Data extracted from a collection:
= = =

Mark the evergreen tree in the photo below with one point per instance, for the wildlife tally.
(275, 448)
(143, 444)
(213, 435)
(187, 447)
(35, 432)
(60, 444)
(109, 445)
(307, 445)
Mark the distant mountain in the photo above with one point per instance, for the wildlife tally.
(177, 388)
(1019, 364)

= = =

TASK OBJECTIVE
Write out all the entries once more, exactly.

ANSWER SECTION
Mark the evergreen tree in the photo below with one point per instance, for the wildlife tally.
(275, 448)
(143, 444)
(213, 435)
(187, 447)
(35, 432)
(60, 444)
(109, 445)
(307, 445)
Mark the distant mountain in the photo above with one point per instance, for the wildlife tally.
(177, 388)
(1019, 364)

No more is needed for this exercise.